» **What you need to do**:
Set out every line of the rows below as a Markdown table with two columns, No. and Text. Number each line in No. and put the line itself in Text, leaving out blank lines.

[BEGIN Exercise input]

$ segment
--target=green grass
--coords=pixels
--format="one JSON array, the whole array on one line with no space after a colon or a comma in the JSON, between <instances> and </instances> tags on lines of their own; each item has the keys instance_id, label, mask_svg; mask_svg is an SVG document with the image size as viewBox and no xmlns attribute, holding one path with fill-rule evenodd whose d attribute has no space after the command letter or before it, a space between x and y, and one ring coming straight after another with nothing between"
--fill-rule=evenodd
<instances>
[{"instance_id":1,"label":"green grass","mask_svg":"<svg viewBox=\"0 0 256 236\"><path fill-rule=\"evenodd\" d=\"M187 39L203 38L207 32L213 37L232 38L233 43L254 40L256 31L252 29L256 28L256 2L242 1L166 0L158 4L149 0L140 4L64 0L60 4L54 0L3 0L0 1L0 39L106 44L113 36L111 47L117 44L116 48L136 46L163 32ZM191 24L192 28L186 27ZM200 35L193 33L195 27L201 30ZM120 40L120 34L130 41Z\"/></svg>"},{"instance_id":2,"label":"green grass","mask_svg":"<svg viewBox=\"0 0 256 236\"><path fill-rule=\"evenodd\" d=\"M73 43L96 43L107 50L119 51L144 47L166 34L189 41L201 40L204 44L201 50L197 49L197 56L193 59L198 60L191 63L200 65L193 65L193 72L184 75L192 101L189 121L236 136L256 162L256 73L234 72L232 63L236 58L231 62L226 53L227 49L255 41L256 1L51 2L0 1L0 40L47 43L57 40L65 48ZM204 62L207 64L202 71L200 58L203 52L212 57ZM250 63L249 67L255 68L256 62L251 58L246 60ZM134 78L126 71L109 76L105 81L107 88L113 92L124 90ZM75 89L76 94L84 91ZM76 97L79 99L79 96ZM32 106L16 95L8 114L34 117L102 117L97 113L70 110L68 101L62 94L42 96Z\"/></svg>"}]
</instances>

[END Exercise input]

» **Output**:
| No. | Text |
|---|---|
| 1 | $ segment |
| 2 | --target=green grass |
| 3 | --coords=pixels |
| 4 | --format="one JSON array, the whole array on one line with no space after a colon or a comma in the JSON, between <instances> and </instances> tags on lines of their own; each item has the keys instance_id, label, mask_svg; mask_svg is an SVG document with the image size as viewBox and no xmlns attribute, holding one path with fill-rule evenodd whose d attribute has no space after the command letter or before it, a space between x and y, and one ring coming straight after another with nothing between" |
| 5 | --fill-rule=evenodd |
| 6 | <instances> |
| 7 | [{"instance_id":1,"label":"green grass","mask_svg":"<svg viewBox=\"0 0 256 236\"><path fill-rule=\"evenodd\" d=\"M187 39L203 38L207 32L213 37L232 38L233 43L254 40L256 31L252 29L256 28L256 2L242 1L166 0L158 4L149 0L140 4L64 0L60 4L54 0L3 0L0 1L0 39L106 44L113 36L111 47L117 44L116 48L136 46L163 32ZM191 24L192 28L186 27ZM200 35L193 33L195 27L201 30ZM120 40L120 34L130 41Z\"/></svg>"},{"instance_id":2,"label":"green grass","mask_svg":"<svg viewBox=\"0 0 256 236\"><path fill-rule=\"evenodd\" d=\"M73 43L96 43L107 50L119 51L144 47L166 34L189 41L201 40L204 44L201 50L197 49L197 56L193 59L198 60L191 63L200 65L193 65L193 72L184 75L192 101L189 121L236 136L256 162L256 73L234 72L232 63L236 58L231 62L226 53L227 49L255 41L256 1L51 2L0 1L0 40L47 43L57 40L65 48ZM204 62L207 64L202 71L200 58L203 52L212 57ZM250 63L249 67L255 68L256 62L251 58L246 60ZM134 78L126 71L109 76L105 81L107 88L113 92L124 90ZM75 89L76 94L84 91ZM76 97L79 99L79 96ZM32 106L16 95L8 114L34 117L102 117L97 113L70 110L68 101L62 94L42 96Z\"/></svg>"}] |
| 8 | </instances> |